• _Kutipan_
Pada 21 Mei, Soeharto menyatakan berhenti dari jabatannya sebagai Presiden RI. Kabar itu terdengar sampai ke dalam penjara. Mugi dan kawan-kawannya meluapkan kegembiraan. Mereka berteriak-teriak, bernyanyi lagu-lagu pergerakan.
“Keyakinan kami terbukti, pada akhirnya Soeharto tumbang,” kata dia.
Petugas polisi mendatangi Mugi. Ia diberi selamat. Menu makanan yang diberikan berubah istimewa. Biasanya makan di piring kecil berisi nasi berkuah kangkung dan berlauk tempe goreng, sejak Soeharto lengser diganti menjadi nasi Padang.
“Nanti kalau jadi pejabat, jangan lupa kami ya,” ujar Mugi menirukan ucapan sipir.
Ketika Habibie menjabat sebagai Presiden, UU Anti Subversi dicabut. Pengacara Mugi dan kawan-kawan mengupayakan pembebasan. Pada 6 Juni 1998, Mugi dibebaskan. Delapan kawannya yang lain juga dibebaskan. Namun 13 orang masih hilang hingga kini.
Di luar penjara
Begitu keluar penjara, Mugi menginap di rumah aktivis HAM Munir. Mugi masih trauma. Semua orang seperti mengawasinya. Mugi lantas pulang kampung untuk melepas trauma.
Dua bulan kemudian, Mugi kembali ke KontraS dan diminta melakukan kampanye internasional ke Perserikatan Bangsa-Bangsa. “Melaporkan kasus orang hilang ke PBB, karena kasus penghilangan orang secara paksa masuk dalam pelanggaran berat HAM.”
Dua tahun berikutnya, Mugi terjun ke dunia pers. Dia menjadi koresponden stasiun televisi Belanda, NOS, dan kerap meliput persoalan politik. Beberapa tokoh politik dia wawancarai.

• _Data Tersedia_
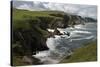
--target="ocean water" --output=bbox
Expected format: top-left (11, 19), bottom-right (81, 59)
top-left (33, 22), bottom-right (97, 64)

• _Tugas 1_
Menurut kutipan tentang Mugi, pada tanggal berapa ia dibebaskan dari penjara?
• _Tugas 2_
Teruskan kutipan tentang Mugi setelah Soeharto lengser, dimulai dari sesudah kalimat terakhirnya.

• _Hasil Akhir 1_
Pada 6 Juni 1998.

• _Hasil Akhir 2_
“Stres saya melihat politisi-politisi ini. Bajingan semua. Jadi makan hati,” kata Mugi.
Selain meliput bidang politik, Mugi memberitakan masalah hak asasi. Dia menemui orang-orang yang pernah berjuang dengannya seperi Munir, Sipon istri Wiji Thukul, dan Dionysius Utomo Rahardjo –ayah Petrus Bima yang masih hilang.
“Itu bikin saya stres juga,” kata Mugi.
Di sisi lain, KontraS memiliki segudang pekerjaan. Kasus-kasus orang hilang terbengkalai karena mereka kerepotan. Mugi merasa iba dengan perjuangan keluarga korban pelanggaran HAM.
“Saya secara personal seperti memiliki tanggung jawab moral untuk bersama keluarga korban, menuntut anak mereka dikembalikan. Saya enggak bisa kalau tidak bersama mereka,” ujarnya.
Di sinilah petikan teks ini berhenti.